Dataset excerpt

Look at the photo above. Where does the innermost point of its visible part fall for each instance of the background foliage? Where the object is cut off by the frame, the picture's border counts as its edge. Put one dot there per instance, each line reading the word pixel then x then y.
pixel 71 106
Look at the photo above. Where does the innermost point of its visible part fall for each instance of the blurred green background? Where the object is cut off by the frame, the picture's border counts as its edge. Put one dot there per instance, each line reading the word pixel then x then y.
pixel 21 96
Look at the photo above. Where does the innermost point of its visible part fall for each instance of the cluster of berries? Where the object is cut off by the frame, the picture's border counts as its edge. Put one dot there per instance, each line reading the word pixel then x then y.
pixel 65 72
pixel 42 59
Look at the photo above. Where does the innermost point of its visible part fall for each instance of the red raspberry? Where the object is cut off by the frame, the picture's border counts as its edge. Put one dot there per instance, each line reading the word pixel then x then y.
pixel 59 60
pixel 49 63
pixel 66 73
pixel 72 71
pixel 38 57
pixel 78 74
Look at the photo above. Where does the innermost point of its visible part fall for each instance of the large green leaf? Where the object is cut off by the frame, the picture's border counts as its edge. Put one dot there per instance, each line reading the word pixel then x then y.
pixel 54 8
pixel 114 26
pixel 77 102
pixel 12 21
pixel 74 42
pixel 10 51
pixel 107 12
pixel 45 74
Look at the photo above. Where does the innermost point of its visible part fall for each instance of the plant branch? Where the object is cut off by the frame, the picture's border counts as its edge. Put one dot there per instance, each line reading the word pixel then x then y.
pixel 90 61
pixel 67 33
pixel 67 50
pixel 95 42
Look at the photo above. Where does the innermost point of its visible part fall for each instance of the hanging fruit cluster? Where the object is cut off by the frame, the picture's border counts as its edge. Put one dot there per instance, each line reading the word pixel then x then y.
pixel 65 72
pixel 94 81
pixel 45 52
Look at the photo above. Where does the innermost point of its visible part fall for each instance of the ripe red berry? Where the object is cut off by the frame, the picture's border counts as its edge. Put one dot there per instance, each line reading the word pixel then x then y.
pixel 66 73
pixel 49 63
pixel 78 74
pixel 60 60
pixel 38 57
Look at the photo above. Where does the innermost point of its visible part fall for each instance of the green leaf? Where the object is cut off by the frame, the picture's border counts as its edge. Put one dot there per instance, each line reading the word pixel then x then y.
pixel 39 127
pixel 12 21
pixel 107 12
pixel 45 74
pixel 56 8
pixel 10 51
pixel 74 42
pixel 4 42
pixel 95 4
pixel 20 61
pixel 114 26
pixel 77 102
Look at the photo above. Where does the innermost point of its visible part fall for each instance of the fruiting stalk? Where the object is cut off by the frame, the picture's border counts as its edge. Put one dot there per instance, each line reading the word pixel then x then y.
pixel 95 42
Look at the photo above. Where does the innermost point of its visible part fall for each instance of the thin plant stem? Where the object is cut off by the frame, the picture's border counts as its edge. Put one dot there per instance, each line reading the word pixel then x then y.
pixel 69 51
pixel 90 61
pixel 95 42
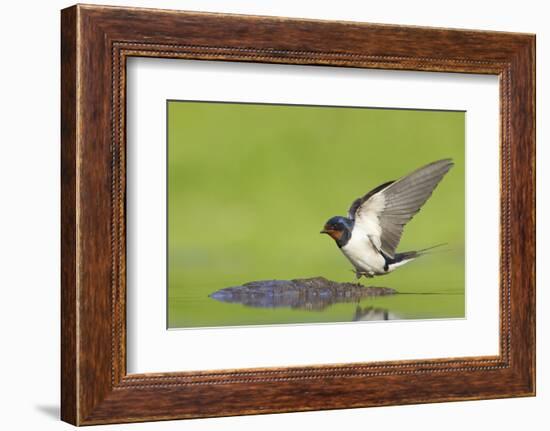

▸ Given exercise
Identify each line of the material above that contains the string "background" and copy those lines in full.

▸ Complete output
Look at the photo above. Where does the innermost point of its visible part fall for each instance of the background foliage? Where the object is cut off by the frame, the picture's border counts as its edge. Put one dot there per instance, each line reading the word pixel then x then y.
Look at the photo above. Where does the innermost point of its visible part fall for each instance of the blurred green background? Where the object is cut off by the frame, the picture's border counts as its edge. Put one dot there per instance, each line reading the word pixel then x then y.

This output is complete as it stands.